[Opening Document passage section]

Her birth mother did not know that Ohden had survived the abortion.

“She [Ohden’s mother] was told that day, ‘It’s a monster, it’s hideous. Don’t look at it,’” Ohden said. “She didn’t know if it had been a little boy or a little girl delivered in that final step of the saline infusion abortion,” Ohden continued.

Presley was adopted from South Korea into a family of 12 kids and found out that he had survived an abortion at 13 years old.

“When I was 13, my adoptive parents, they sat me down and told me about how my birth mother had actually had a curettage abortion when she was two months pregnant with me,” Presley said. “And a curettage abortion is a type of abortion where the doctor goes into the mother’s womb and basically rips the baby apart and brings it out in pieces,” Presley continued.

“And that’s why we think I’m probably missing an arm today. So she had the procedure at two months and then at five months realized I was still alive, that the abortion had failed, and that point I was born later,” Presley said.

Culwell’s mother was 13 years old and five months pregnant when she attempted to abort Culwell in a dilation and evacuation abortion. After complications, Culwell’s mother went back to the abortion clinic who told her that the abortion was successful but that she was pregnant with twins and that the second child, Claire Culwell, was still alive.

“So she actually sought out a second late-term abortion in Kansas, but they, because of a risk of infection, they weren’t able to do that so I was born six weeks later,” Culwell said.

Monday’s interview comes after Virginia Gov. Ralph Northam made comments in an interview in late January condoning late-term abortion and possibly infanticide.

[Closing Document passage section]

#### Problems to solve
[1] Copy out the passage about abortion survivors between "Monday’s interview comes" and "and possibly infanticide.", inclusive.
[2] Write what comes next in the passage about abortion survivors, starting after its final sentence.

[Opening The data section]

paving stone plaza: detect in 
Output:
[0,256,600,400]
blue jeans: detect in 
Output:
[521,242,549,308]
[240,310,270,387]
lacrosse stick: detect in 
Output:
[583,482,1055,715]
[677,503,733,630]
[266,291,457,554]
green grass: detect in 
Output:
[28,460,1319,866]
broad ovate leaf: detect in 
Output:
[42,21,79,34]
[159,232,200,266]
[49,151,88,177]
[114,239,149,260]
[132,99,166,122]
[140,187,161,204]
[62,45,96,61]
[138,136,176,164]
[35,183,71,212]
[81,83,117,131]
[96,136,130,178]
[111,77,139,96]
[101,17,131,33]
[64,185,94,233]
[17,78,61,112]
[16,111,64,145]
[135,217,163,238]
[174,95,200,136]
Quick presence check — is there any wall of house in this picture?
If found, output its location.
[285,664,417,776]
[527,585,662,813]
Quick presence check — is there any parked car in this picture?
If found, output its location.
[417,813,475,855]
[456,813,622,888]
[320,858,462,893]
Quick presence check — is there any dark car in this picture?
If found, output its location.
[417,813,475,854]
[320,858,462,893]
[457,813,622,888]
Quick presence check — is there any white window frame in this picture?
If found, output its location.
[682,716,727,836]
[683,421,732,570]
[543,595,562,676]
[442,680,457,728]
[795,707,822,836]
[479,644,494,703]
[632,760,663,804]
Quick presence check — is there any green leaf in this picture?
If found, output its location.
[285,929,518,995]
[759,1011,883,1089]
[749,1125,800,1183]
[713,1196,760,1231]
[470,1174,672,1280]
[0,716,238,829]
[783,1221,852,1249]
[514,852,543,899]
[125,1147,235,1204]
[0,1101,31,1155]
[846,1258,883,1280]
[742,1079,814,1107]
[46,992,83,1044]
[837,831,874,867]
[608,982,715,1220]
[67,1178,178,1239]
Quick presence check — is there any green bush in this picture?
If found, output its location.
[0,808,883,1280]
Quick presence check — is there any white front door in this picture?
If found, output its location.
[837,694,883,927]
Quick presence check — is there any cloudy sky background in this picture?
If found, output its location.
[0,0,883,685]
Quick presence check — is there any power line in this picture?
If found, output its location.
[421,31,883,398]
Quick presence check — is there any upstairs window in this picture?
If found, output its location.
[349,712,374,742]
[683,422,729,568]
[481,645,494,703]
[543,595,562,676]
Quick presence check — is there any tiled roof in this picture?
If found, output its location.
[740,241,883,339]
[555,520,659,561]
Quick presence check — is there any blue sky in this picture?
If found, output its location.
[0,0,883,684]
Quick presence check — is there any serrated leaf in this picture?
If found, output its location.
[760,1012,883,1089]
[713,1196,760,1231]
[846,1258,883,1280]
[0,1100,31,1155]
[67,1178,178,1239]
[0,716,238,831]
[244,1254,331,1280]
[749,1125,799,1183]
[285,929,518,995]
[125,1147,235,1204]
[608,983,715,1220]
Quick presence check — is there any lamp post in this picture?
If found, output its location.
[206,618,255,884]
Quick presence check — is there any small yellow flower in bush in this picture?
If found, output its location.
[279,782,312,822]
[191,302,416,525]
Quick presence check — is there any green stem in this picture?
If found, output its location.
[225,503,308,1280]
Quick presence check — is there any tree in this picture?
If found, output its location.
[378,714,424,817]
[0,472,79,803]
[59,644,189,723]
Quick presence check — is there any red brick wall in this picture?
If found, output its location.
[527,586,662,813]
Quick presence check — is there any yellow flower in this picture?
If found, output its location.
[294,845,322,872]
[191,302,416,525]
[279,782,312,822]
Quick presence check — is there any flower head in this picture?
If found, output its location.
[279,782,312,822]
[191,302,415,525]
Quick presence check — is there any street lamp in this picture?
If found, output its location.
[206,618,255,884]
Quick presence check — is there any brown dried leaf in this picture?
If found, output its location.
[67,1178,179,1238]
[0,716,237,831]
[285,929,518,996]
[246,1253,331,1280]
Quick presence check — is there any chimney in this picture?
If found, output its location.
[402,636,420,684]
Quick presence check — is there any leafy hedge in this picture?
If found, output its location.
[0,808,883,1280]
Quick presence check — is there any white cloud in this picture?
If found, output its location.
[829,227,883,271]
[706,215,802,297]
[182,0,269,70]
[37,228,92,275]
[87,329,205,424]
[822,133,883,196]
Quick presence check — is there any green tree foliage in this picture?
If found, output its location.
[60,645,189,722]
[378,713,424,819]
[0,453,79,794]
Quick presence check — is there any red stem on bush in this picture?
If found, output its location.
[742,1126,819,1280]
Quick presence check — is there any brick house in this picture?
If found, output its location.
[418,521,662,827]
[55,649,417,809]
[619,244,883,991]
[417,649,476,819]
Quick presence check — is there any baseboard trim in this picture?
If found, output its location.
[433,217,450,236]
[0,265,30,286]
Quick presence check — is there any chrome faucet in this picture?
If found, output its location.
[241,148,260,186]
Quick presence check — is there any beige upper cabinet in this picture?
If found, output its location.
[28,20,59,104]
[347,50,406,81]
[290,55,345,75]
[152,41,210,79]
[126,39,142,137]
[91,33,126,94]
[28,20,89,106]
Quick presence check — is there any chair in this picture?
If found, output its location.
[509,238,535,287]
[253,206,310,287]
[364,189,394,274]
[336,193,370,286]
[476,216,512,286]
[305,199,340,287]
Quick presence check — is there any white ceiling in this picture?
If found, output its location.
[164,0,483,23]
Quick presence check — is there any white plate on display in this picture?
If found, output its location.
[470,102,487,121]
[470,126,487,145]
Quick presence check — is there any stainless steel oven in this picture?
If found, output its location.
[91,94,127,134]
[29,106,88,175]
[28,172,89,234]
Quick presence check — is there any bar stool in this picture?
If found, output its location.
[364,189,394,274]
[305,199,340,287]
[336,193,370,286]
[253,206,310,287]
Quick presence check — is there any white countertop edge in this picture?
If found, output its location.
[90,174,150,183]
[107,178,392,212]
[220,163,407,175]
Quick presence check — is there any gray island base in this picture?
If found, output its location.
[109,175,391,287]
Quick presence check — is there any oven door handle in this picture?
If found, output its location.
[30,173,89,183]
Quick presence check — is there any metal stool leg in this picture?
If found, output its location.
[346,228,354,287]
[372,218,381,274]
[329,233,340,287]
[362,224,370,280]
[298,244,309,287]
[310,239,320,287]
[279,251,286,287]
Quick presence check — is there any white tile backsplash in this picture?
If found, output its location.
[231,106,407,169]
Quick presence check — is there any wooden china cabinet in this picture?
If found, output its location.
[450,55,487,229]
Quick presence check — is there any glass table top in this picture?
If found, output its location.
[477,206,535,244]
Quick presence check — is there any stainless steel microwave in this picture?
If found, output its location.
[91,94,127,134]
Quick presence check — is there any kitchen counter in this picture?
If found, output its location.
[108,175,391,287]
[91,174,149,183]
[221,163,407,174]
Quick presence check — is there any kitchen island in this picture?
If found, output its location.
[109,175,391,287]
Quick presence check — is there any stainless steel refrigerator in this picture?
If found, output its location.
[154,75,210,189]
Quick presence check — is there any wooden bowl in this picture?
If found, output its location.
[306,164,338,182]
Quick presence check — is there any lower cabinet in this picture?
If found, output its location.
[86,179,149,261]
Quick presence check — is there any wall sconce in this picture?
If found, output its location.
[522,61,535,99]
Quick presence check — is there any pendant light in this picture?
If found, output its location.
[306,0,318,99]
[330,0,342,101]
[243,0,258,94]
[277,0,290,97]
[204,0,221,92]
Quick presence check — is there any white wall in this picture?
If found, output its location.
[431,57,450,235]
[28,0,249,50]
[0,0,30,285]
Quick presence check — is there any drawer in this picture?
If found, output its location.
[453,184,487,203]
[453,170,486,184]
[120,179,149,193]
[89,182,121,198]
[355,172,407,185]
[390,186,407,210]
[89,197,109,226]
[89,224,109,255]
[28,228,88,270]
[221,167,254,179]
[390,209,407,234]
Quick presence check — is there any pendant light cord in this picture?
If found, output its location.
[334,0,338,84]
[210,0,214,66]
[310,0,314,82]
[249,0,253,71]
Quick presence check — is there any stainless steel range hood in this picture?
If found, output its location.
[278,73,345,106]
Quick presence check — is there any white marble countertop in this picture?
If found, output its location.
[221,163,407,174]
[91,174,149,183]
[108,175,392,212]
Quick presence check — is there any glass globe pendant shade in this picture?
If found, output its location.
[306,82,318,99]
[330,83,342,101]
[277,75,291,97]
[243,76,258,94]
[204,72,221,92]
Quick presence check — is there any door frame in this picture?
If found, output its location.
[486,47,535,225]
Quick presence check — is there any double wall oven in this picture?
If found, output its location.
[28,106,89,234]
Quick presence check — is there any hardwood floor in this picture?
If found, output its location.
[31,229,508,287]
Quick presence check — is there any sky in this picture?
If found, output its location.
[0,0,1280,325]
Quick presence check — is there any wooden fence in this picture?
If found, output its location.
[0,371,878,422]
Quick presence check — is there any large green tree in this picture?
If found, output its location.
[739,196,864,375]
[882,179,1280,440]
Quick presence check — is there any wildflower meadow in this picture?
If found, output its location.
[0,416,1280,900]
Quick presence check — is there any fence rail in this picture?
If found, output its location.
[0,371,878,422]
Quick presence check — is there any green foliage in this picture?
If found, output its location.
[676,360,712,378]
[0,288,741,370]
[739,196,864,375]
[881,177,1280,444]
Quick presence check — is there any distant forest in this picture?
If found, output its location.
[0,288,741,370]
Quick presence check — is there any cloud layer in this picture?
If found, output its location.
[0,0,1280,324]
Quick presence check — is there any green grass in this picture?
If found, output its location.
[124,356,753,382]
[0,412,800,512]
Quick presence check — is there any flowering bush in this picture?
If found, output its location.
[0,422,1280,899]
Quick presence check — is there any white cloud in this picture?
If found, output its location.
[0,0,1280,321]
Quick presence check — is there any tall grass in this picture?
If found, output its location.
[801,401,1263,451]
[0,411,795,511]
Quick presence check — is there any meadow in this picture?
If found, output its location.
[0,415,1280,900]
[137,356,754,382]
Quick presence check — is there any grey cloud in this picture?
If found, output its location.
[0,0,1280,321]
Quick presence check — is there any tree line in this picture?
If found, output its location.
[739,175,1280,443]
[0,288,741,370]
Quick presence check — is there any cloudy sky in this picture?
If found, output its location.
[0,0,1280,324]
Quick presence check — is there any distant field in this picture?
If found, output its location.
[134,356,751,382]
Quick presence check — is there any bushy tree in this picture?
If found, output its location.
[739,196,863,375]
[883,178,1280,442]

[Closing The data section]

#### List of answers
[1]
Monday’s interview comes after Virginia Gov. Ralph Northam made comments in an interview in late January condoning late-term abortion and possibly infanticide.

[2]
If a mother is in labor, I can tell you exactly what would happen. The infant would be delivered. The infant would be kept comfortable. The infant would be resuscitated if that’s what the mother and the family desired, and then a discussion would ensue between the physicians and the mother.

A number of states—including Rhode Island, Vermont, Virginia, Maine, New Mexico, and Maryland—are considering proposals to expand abortion access.

New York passed the Reproductive Health Act on Jan. 22, codifying a woman’s ability to abort under state law and allowing women to have abortions after 24 weeks in cases where “there is an absence of fetal viability, or at any time when necessary to protect a patient’s life or health,” according to the legislation.

“What’s your message to those governors who’ve signed this legislation?” Earhardt asked the survivors.

“This is a human rights issue,” Ohden said. “And in a world that decries women’s rights, where were Claire’s rights, where were my rights, where are the rights of those little girls who are going to have their lives ended by abortion today?” Ohden said.

“Without the right to life, there is no other right,” Ohden added.